### [Aim]
Would you copy only the lines below, beginning with the one that contains "Thank you for this photo. Would you kindly tag the marie" and running through the last entry line?

───

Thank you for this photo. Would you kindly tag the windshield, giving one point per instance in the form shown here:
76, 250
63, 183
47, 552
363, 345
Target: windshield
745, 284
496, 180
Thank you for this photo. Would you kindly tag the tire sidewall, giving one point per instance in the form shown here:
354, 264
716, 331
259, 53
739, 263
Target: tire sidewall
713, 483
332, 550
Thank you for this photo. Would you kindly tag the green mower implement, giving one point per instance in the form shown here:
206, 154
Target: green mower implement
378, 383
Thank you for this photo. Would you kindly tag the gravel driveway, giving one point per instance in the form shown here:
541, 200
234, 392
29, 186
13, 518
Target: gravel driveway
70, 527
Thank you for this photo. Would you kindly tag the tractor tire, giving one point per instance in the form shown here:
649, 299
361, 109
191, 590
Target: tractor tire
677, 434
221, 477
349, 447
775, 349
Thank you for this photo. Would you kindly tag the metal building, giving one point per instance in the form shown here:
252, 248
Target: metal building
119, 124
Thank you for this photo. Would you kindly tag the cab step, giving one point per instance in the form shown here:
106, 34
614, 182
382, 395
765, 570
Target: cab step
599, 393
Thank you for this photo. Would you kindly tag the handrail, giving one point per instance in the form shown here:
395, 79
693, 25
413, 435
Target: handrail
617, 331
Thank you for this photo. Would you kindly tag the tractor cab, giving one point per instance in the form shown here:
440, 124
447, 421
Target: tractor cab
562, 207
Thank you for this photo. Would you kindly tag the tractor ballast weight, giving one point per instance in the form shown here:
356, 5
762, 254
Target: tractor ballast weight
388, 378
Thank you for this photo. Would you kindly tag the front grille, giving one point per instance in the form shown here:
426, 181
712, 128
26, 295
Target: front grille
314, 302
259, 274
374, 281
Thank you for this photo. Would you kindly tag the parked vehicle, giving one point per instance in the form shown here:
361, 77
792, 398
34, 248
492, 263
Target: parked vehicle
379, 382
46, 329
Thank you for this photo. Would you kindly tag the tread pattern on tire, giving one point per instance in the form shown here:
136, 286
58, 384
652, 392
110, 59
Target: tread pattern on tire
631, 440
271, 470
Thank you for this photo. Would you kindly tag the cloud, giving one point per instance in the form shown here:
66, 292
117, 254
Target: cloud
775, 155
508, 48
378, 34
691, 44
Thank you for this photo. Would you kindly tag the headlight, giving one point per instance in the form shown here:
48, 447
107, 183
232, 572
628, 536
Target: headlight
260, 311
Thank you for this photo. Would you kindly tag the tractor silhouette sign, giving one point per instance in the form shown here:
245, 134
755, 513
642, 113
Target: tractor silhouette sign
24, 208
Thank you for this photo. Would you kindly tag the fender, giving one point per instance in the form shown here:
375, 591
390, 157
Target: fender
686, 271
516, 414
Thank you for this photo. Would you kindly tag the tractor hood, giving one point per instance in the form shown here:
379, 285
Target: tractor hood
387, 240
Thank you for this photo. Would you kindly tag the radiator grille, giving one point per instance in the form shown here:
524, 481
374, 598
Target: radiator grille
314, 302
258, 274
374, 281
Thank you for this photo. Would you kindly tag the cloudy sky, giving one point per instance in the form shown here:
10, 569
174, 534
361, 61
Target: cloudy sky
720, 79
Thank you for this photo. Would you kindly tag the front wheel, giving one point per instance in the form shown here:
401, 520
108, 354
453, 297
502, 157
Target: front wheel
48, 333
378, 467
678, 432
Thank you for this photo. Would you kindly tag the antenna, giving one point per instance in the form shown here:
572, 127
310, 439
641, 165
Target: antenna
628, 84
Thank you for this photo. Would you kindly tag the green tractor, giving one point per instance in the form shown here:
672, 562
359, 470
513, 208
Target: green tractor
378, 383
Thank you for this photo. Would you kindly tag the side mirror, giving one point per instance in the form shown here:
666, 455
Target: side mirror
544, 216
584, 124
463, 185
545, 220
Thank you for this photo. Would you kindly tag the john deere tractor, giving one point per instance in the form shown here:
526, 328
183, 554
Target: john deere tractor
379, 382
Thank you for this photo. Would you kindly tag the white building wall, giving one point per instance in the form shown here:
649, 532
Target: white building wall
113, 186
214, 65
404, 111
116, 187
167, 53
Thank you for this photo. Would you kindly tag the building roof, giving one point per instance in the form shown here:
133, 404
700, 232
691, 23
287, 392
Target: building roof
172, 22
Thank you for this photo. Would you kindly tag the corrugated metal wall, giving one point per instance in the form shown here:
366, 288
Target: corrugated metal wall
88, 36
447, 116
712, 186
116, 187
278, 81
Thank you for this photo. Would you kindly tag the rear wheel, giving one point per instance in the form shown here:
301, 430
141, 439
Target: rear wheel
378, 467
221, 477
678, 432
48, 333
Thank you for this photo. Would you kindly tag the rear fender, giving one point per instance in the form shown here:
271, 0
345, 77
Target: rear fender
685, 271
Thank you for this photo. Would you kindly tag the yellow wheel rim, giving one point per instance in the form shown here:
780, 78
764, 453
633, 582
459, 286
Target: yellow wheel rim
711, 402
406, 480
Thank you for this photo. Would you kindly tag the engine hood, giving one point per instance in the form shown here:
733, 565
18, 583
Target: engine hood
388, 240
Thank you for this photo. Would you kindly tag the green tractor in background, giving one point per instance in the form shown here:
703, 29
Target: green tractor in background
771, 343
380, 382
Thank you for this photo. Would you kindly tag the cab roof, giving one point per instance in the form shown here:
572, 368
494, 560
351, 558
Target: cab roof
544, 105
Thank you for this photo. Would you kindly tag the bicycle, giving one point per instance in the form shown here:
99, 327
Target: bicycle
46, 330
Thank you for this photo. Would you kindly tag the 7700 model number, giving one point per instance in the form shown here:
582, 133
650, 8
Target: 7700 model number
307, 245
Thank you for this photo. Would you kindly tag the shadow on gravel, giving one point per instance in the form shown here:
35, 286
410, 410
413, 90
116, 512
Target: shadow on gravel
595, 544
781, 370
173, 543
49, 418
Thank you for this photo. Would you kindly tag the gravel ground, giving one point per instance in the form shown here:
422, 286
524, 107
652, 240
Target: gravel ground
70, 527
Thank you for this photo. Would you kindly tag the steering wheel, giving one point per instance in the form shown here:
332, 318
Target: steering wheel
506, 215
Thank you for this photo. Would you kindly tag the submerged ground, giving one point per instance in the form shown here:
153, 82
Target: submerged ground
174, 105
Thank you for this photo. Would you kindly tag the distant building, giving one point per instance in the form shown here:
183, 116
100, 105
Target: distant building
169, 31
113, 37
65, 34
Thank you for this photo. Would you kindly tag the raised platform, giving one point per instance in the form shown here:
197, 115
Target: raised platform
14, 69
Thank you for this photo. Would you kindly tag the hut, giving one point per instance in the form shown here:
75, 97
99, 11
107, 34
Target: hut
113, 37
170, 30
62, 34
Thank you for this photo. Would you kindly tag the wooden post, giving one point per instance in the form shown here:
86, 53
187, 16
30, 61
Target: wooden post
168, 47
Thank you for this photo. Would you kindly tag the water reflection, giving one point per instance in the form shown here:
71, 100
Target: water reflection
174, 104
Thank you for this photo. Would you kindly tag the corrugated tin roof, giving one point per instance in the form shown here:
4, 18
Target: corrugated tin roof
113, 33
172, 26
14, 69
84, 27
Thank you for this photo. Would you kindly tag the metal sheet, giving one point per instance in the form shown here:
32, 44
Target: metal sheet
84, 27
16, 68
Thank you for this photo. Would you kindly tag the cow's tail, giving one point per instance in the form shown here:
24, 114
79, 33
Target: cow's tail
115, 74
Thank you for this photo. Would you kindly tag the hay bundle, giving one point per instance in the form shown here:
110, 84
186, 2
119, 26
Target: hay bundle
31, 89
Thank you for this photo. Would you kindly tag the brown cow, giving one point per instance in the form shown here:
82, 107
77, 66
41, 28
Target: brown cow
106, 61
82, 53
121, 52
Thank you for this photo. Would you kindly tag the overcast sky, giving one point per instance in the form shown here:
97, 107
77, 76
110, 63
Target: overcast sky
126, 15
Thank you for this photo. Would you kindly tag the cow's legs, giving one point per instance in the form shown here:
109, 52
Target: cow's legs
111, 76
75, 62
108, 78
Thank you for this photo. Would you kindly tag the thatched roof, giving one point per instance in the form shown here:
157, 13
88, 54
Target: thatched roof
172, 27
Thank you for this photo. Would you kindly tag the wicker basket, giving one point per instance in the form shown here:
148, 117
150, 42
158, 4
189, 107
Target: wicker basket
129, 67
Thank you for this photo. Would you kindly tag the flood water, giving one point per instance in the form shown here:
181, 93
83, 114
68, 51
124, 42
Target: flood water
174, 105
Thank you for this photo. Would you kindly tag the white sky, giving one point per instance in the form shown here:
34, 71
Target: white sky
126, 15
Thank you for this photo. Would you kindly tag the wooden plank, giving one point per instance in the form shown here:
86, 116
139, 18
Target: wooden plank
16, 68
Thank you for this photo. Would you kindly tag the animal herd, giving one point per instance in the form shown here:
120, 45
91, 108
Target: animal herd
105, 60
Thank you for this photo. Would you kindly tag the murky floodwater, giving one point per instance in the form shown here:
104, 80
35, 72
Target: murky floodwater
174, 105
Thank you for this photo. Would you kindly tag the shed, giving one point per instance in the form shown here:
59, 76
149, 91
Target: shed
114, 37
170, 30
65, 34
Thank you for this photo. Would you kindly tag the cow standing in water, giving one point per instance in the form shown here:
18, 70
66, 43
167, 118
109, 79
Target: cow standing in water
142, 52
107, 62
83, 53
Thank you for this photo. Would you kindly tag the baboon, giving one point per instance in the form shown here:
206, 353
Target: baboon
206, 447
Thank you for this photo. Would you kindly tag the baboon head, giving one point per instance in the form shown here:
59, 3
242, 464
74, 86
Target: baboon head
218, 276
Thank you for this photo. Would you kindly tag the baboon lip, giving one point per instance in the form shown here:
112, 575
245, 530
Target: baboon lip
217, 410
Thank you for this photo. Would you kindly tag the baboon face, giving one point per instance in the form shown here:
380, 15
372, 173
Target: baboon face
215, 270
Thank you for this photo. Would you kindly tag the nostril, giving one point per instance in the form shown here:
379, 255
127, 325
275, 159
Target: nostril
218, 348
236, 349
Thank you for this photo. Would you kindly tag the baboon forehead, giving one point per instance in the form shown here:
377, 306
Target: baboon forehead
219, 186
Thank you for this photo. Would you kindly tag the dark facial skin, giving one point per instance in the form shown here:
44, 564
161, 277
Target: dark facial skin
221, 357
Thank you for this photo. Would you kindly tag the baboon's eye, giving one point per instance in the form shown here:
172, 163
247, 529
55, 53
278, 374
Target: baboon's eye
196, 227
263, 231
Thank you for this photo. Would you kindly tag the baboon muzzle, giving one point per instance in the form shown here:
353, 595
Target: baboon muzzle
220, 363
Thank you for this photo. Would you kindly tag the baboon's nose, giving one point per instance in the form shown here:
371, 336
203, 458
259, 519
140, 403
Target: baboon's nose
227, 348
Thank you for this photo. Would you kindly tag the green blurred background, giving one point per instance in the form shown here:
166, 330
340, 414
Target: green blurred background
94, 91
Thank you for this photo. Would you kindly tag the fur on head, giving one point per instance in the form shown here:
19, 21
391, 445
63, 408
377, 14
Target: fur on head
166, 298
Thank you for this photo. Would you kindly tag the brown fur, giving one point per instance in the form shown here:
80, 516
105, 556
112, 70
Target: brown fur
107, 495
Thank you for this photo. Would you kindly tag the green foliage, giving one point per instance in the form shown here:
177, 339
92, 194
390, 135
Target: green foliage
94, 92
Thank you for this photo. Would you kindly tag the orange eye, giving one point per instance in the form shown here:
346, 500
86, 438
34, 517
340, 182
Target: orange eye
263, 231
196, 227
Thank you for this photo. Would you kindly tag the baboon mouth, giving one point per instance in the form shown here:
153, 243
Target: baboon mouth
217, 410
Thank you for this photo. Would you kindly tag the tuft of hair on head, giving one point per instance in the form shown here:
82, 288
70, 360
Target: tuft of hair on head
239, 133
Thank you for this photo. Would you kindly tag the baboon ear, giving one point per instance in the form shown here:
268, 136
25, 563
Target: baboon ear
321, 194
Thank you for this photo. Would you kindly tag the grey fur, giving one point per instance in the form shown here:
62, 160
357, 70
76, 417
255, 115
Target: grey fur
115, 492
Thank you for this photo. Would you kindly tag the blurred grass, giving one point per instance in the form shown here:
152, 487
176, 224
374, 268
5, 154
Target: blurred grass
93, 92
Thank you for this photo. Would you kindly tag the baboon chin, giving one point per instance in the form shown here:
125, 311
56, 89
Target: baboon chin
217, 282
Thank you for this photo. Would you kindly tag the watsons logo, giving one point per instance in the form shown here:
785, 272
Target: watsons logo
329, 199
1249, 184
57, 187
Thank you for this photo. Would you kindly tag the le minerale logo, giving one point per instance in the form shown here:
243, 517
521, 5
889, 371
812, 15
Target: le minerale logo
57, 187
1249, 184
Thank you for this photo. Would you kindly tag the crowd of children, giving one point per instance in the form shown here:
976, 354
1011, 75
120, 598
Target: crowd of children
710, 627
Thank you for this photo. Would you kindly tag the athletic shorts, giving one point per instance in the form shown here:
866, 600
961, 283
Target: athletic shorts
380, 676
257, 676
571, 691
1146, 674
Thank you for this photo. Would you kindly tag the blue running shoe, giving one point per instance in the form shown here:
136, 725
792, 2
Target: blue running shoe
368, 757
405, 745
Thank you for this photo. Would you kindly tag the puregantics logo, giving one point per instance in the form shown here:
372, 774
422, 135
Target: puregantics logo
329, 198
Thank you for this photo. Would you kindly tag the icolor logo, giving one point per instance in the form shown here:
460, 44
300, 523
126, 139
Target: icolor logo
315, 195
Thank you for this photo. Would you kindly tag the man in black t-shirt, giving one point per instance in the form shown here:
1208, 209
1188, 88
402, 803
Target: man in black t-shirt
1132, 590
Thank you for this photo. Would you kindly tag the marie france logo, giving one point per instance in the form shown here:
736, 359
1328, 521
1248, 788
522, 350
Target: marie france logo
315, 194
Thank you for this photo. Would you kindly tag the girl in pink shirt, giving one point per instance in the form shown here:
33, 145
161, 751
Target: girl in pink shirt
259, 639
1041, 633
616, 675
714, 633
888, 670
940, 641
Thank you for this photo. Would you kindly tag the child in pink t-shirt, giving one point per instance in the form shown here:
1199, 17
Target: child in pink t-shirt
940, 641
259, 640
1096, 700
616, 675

───

### [Solution]
Thank you for this photo. Would you kindly tag the marie france logo, giving one point per instance in the form shown here:
736, 359
1328, 521
1248, 788
522, 350
Target: marie france logo
315, 194
Thank you for this photo. Would you kindly tag the girl in pink shirt, giving one point per instance in the form shown here:
33, 145
161, 751
Target: girl in pink shirt
259, 639
1041, 633
616, 675
714, 633
888, 670
940, 641
Thank you for this photo. Would you kindly tag the child in pink t-shirt, giving one point per instance in the form shown here:
1199, 17
Target: child in pink t-shirt
940, 641
259, 640
1096, 700
616, 675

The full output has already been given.